Your copy should begin at the line containing "holder with a single point, one per instance." and end at the last line of the records; transcribe those lines exactly and leave out every picture.

════════════════

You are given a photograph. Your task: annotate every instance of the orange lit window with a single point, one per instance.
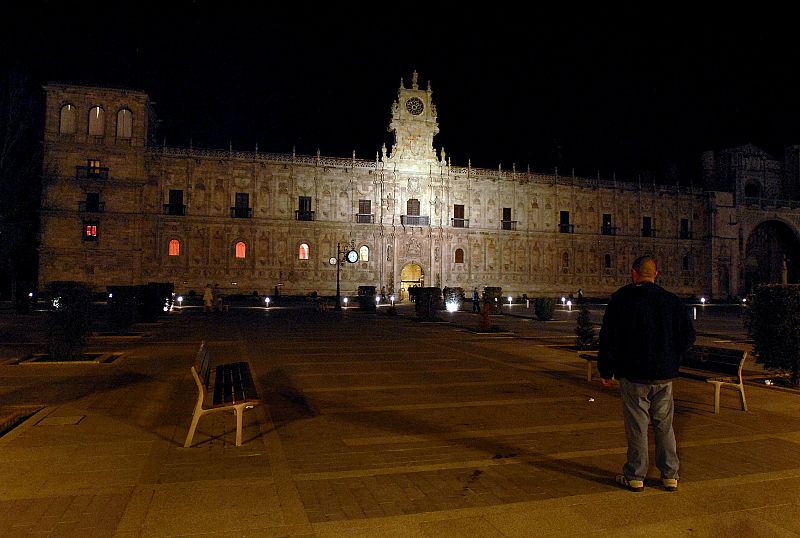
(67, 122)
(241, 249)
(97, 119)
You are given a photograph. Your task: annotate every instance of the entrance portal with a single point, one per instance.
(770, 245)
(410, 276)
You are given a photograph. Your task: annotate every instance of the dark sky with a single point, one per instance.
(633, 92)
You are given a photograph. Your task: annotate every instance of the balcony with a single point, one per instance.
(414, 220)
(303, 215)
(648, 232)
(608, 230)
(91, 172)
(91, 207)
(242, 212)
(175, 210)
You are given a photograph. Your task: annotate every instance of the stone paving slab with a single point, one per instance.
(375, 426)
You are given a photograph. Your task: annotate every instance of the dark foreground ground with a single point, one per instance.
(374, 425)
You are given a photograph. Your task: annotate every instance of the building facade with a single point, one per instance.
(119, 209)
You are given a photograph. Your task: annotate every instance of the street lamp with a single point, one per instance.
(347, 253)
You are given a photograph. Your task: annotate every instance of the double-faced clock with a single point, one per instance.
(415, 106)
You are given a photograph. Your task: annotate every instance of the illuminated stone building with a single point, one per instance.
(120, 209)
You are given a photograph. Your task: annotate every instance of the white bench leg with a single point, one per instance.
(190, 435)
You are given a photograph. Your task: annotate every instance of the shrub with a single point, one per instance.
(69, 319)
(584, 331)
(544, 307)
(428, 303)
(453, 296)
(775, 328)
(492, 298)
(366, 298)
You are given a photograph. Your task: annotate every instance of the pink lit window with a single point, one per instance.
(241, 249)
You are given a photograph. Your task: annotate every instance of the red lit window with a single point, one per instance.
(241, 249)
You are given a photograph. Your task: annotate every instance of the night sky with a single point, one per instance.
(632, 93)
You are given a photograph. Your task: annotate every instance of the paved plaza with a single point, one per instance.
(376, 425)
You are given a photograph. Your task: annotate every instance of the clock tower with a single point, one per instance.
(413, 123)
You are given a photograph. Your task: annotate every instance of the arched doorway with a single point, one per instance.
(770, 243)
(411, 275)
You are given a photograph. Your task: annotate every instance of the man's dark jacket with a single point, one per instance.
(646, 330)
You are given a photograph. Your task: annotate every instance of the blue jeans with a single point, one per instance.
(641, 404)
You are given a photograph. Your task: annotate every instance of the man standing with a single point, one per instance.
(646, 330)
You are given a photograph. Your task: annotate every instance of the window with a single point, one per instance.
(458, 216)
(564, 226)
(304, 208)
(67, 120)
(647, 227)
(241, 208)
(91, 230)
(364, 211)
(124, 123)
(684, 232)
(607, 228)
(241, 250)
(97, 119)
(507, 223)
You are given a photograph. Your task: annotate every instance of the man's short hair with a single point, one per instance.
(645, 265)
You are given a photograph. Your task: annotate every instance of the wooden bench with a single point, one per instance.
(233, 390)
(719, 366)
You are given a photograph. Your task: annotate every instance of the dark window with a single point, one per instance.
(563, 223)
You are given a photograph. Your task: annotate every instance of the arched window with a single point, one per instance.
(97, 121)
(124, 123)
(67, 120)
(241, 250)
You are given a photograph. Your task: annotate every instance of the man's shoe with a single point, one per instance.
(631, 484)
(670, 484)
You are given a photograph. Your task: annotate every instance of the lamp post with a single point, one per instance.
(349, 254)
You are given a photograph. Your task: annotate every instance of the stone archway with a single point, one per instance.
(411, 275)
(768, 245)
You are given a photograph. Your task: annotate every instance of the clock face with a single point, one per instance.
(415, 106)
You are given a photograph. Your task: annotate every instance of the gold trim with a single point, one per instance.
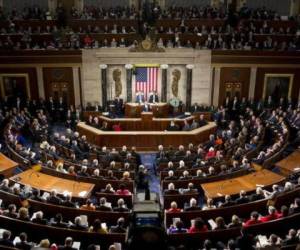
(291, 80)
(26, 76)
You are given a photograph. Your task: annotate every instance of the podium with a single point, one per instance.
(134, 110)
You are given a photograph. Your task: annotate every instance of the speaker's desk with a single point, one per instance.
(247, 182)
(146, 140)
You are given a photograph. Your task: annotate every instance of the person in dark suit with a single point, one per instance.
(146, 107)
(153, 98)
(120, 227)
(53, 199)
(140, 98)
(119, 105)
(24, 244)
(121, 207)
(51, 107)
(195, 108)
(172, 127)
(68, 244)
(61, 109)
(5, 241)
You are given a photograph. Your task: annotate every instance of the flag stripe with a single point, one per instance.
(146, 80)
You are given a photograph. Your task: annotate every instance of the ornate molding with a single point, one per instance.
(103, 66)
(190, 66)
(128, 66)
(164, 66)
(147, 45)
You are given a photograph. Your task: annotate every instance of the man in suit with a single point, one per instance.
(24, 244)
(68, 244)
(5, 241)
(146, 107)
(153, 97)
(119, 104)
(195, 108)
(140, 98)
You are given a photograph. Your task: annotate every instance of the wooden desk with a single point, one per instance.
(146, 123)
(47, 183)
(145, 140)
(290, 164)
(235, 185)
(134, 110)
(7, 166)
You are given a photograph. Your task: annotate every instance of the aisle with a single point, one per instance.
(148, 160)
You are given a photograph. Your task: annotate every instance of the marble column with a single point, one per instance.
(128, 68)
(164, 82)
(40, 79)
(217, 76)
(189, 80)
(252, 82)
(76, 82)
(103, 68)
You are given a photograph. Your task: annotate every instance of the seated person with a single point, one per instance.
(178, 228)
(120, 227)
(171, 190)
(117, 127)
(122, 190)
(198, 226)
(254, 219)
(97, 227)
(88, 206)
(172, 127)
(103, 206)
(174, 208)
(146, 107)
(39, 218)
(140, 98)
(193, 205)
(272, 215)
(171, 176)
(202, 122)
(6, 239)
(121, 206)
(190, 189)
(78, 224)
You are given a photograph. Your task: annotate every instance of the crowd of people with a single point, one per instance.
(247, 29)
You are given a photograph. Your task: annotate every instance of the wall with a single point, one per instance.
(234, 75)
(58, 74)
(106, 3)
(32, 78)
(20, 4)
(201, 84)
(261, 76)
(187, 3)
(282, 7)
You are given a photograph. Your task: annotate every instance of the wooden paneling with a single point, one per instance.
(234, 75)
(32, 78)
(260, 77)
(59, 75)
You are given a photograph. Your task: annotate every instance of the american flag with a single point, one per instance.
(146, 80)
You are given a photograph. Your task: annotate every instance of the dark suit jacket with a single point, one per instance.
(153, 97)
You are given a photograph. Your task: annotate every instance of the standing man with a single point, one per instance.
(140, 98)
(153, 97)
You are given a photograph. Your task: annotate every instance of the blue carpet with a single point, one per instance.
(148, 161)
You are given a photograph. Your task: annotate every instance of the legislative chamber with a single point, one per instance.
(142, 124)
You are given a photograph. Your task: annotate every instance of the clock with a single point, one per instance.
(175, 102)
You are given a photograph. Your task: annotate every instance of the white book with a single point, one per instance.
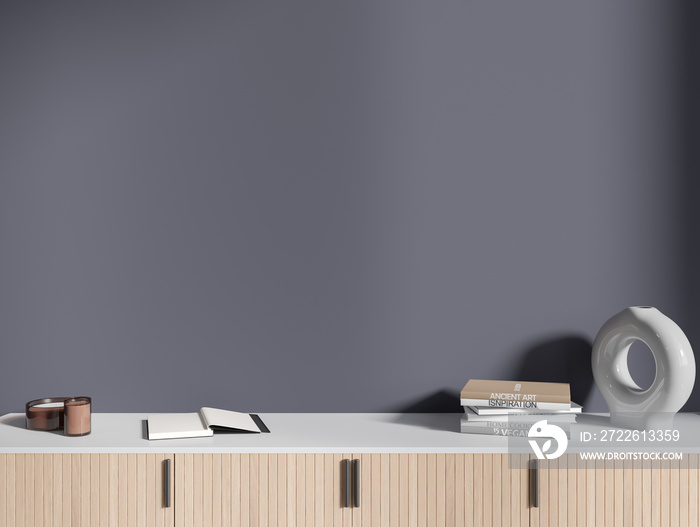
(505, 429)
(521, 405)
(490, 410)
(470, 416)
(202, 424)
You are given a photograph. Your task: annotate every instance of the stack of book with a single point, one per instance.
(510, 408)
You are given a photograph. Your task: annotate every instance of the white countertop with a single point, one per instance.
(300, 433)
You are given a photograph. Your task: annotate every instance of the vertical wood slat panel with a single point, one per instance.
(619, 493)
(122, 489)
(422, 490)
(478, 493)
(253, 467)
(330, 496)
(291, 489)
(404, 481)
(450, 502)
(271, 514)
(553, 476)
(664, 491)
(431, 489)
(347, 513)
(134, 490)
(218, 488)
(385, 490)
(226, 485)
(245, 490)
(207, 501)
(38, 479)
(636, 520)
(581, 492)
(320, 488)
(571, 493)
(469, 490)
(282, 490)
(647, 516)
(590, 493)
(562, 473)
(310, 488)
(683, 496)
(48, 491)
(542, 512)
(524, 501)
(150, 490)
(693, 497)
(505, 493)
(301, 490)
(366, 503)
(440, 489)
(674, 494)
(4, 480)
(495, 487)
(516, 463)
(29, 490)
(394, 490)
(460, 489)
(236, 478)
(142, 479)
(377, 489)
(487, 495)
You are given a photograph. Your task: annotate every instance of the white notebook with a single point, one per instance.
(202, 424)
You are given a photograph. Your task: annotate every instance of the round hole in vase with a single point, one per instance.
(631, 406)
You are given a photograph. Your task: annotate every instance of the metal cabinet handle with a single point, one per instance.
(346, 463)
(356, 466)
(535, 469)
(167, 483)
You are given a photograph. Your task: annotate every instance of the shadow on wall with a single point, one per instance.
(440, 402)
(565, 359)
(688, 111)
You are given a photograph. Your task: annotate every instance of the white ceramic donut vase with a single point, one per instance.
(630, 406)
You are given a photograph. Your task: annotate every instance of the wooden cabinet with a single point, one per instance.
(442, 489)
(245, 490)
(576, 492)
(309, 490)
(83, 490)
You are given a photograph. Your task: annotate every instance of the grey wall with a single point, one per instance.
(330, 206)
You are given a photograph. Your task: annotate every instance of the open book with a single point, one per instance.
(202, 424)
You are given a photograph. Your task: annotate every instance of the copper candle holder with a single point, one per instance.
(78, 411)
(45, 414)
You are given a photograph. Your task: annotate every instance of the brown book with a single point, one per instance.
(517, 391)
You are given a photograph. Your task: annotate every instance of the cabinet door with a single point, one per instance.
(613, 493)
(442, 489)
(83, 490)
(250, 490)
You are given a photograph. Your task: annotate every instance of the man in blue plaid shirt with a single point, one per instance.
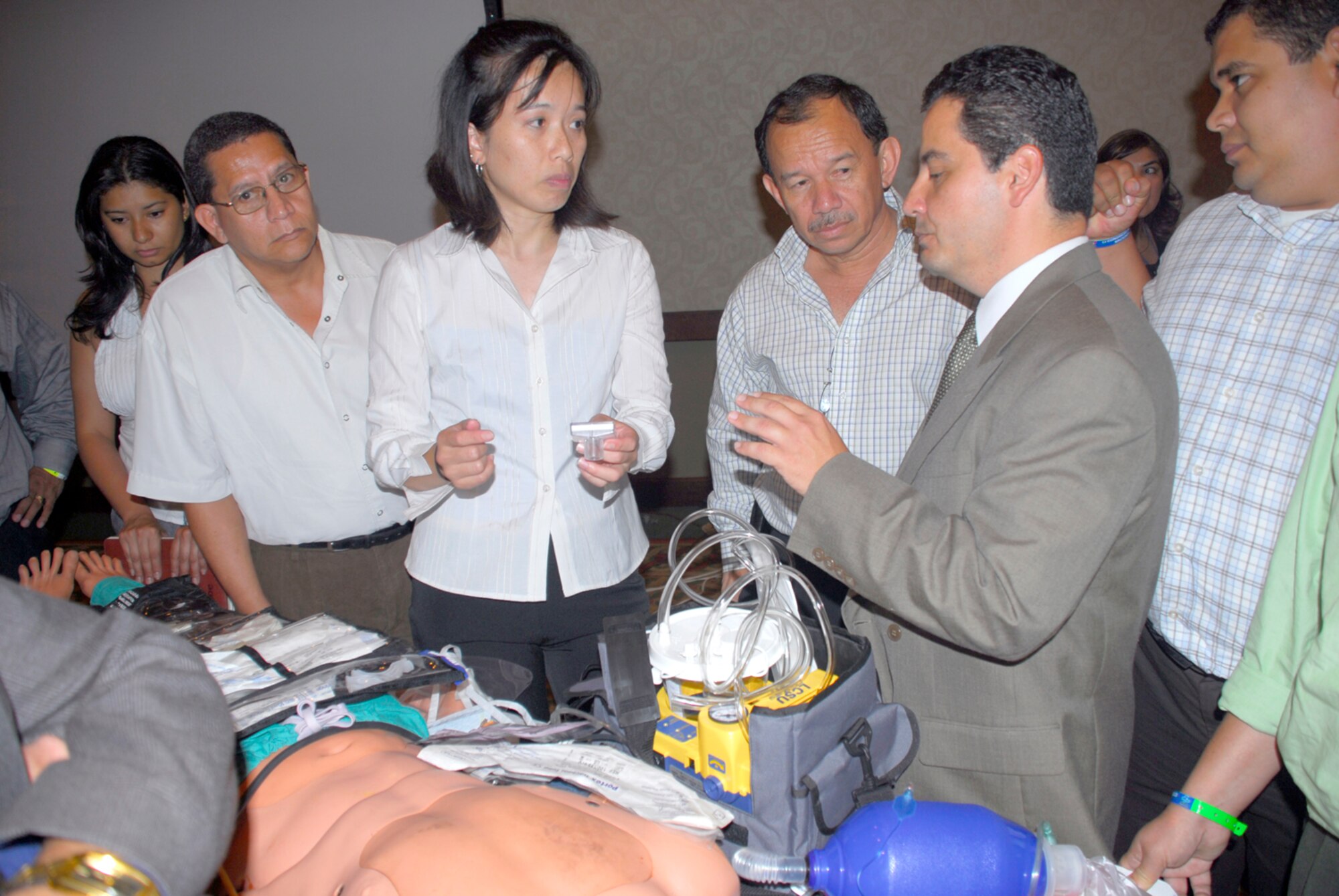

════════════════

Written answer:
You are given a photograph. Your task: annotate every instance of the copper candle holder with a single point, one per instance.
(78, 411)
(45, 414)
You are given a photograph. Your task: annotate every instance of the brown book with a single point, one per instance.
(517, 391)
You are given a photograph. Your task: annotate every instance of the cabinet door with a single point, one per instance.
(613, 493)
(442, 489)
(83, 490)
(250, 490)
You are given a photograph. Your task: annotate every instance of the man in blue plaid shirt with a single point, one per instance.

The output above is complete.